● **Listed records**:
########

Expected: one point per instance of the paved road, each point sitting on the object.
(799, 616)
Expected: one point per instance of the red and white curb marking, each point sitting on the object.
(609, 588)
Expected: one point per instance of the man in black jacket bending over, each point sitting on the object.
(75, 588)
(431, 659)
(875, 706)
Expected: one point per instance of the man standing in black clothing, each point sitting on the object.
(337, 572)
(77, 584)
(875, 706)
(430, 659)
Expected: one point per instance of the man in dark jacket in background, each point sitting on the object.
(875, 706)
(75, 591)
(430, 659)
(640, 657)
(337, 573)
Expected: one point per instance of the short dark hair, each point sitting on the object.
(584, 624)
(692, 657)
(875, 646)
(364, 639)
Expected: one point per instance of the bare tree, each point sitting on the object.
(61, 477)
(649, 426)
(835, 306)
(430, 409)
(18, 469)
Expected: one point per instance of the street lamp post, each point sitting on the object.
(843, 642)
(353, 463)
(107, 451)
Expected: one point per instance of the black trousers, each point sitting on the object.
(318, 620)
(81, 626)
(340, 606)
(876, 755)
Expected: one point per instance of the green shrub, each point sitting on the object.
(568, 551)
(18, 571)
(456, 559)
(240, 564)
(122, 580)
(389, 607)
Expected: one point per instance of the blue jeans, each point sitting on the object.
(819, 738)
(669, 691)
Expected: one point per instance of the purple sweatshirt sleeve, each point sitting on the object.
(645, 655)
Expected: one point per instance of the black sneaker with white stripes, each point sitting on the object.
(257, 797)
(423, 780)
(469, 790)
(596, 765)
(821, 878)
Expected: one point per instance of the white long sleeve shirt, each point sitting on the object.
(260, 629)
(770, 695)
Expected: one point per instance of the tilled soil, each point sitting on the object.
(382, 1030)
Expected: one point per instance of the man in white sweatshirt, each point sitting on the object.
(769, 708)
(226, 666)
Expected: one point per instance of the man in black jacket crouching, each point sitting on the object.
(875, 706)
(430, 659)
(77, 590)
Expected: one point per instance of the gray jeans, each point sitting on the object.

########

● **Set problem**: Reproduce every line above, character for character, with nothing changed, added, or left out.

● **In response**:
Expected: one point per instance of the paved road, each point sitting on the object.
(799, 616)
Expected: one point per instance of the red and white curb marking, each point sitting on the object.
(609, 588)
Expected: one point per instance of the man in black jacket bending over, each point sitting on the object.
(75, 588)
(431, 659)
(875, 706)
Expected: one point per instance of the man standing in black clothing, each point sitting on the object.
(337, 572)
(77, 584)
(875, 706)
(430, 659)
Expected: one point per instance of the man in dark jacket in background, each point sitting on the object.
(875, 706)
(75, 591)
(430, 659)
(640, 657)
(337, 573)
Expected: one point per instance of the short dark hair, each point sitting on the object.
(584, 624)
(692, 657)
(875, 646)
(364, 639)
Expected: one point per instance of the bare tree, each point sitting on the object.
(61, 477)
(649, 426)
(835, 306)
(430, 409)
(18, 469)
Expected: one point per instance of the street lamp post, each point sitting on the object.
(843, 642)
(353, 463)
(107, 451)
Expected: one point per instance of the black trousers, each point sitting on the object.
(318, 620)
(81, 626)
(340, 606)
(876, 755)
Expected: one point per instance of the green shrub, each point sitting on the object.
(568, 551)
(18, 571)
(456, 559)
(240, 564)
(122, 580)
(389, 607)
Expected: one point per instance of the blue jeans, each point sitting on the object.
(819, 738)
(669, 691)
Expected: one point per instance of the purple sweatshirt sleeve, each point sitting on the object.
(645, 655)
Expected: one point per instance of the black sneaker with white stripes, each point sitting on the object.
(257, 797)
(423, 780)
(469, 790)
(596, 765)
(821, 878)
Expected: one point per instance of the white long sleeve shirt, each point sitting on the object.
(260, 629)
(770, 695)
Expected: one point per instance of the tilled soil, each point sitting on the object.
(382, 1030)
Expected: one point per instance of the man in white sweatshirt, each point sitting on the object.
(769, 708)
(226, 666)
Expected: one point per instance of the man in black jacket crouching, each point sitting on the object.
(875, 706)
(430, 659)
(77, 590)
Expected: one point per instance of the gray jeans, each point sitting on the object.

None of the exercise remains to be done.